═══ RECORD EXCERPTS

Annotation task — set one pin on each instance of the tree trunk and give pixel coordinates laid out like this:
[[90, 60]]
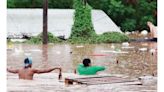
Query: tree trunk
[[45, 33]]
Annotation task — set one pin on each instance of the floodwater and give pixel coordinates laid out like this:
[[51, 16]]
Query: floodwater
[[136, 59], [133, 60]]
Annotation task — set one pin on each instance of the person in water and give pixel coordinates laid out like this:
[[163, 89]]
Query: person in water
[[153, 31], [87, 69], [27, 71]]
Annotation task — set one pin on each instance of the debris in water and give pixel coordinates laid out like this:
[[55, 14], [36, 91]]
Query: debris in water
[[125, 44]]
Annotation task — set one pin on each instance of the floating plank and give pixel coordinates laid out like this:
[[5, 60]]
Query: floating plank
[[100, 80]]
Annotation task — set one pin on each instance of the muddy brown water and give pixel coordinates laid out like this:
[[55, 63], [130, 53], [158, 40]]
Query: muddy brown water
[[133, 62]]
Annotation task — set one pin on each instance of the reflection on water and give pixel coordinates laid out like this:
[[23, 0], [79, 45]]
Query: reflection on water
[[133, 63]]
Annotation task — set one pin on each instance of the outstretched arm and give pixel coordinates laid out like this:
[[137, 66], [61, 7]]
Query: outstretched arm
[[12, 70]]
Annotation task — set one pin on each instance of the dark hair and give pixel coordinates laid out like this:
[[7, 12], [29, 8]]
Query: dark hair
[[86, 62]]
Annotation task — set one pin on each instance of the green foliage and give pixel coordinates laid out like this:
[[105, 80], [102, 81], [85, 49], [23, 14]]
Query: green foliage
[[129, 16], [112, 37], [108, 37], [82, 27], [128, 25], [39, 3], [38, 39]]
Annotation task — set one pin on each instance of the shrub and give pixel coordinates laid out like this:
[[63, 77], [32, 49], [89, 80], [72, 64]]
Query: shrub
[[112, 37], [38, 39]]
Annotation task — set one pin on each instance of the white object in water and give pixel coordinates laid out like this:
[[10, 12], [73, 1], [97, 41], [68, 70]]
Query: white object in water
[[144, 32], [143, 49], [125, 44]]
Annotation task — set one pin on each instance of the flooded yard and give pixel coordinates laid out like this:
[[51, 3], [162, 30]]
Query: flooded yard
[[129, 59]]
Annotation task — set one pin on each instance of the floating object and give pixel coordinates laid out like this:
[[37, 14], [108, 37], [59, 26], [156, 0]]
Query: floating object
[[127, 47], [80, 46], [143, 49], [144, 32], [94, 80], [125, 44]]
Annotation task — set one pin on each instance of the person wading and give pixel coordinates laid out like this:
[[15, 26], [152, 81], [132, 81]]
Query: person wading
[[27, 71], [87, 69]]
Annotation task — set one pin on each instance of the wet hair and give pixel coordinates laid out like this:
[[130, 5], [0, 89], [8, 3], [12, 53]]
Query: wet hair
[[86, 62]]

══════
═══ RECORD EXCERPTS

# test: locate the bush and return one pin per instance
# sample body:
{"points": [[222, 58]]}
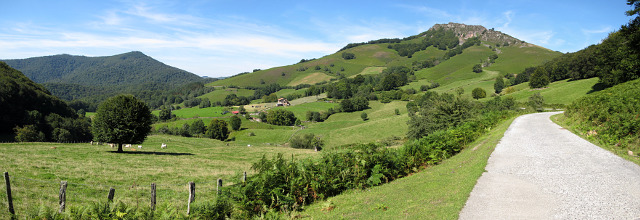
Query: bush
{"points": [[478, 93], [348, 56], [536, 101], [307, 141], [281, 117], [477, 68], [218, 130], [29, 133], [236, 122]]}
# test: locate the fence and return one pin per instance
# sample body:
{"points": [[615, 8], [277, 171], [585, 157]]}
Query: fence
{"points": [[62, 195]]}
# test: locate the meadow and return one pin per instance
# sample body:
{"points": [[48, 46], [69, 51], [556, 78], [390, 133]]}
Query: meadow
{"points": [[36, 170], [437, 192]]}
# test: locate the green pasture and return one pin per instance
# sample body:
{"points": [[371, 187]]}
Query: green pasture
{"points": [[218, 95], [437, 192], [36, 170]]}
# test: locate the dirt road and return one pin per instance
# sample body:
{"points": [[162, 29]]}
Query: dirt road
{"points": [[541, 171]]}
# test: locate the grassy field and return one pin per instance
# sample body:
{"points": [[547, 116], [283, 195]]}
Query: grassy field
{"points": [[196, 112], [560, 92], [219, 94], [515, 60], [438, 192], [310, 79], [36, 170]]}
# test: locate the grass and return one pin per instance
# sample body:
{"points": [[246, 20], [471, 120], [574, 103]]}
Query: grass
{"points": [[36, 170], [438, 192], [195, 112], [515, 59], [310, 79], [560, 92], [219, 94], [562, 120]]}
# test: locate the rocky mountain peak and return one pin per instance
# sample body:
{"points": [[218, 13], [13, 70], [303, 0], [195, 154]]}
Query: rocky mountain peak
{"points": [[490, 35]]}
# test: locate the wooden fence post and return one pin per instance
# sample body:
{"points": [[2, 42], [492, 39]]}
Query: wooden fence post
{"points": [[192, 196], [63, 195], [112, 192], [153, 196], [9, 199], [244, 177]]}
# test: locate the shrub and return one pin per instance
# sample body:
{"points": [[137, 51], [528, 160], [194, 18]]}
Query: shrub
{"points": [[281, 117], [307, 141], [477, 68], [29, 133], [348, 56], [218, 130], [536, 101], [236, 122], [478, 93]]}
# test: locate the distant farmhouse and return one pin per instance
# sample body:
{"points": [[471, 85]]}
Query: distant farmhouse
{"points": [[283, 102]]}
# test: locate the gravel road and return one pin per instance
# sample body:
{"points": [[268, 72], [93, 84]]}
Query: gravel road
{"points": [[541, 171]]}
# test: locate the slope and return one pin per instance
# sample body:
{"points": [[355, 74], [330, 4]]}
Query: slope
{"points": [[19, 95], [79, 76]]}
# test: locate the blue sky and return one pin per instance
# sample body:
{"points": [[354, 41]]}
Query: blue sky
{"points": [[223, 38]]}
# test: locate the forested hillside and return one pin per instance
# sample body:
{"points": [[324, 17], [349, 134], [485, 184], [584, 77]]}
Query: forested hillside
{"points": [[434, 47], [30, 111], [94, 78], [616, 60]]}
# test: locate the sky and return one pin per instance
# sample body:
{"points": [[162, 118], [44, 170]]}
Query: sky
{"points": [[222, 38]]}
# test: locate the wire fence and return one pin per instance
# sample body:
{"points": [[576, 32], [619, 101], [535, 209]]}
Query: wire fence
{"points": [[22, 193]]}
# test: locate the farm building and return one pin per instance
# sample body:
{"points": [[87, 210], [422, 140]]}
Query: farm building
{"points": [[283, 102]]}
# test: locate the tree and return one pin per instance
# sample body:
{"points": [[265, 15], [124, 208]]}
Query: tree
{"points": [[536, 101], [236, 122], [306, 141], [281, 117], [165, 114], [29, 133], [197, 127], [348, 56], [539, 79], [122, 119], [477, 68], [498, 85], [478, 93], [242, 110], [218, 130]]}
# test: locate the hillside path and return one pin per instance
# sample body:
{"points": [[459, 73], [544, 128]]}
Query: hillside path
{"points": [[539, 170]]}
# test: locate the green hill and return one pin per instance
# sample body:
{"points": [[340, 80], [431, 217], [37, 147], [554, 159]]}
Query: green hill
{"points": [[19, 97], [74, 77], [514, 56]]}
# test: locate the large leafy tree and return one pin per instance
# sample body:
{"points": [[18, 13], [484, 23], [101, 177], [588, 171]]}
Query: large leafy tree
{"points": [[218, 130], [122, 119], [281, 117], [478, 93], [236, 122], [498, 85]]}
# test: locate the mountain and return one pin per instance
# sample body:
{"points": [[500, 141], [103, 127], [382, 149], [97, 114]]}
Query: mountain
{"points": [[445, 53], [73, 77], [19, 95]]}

══════

▶ _WHAT YOU WILL DO_: Reproduce the entries above exactly, but only the lines between the line holding "[[105, 80], [102, 81], [85, 49], [23, 14]]" and the line holding "of the white", inclusive.

▶ _WRITTEN RESPONSE_:
[[105, 80], [102, 81], [85, 49], [23, 14]]
Query: green foliage
[[129, 16], [112, 37], [108, 37], [82, 27], [128, 25], [39, 3], [38, 39]]
Annotation task — set one pin on each instance of the shrub and give pixel coordinates laid out like this:
[[63, 77], [32, 49], [89, 80], [72, 64]]
Query: shrub
[[112, 37], [38, 39]]
Annotation task — set one pin on each instance of the white object in water and give pixel coordinates laid out like this:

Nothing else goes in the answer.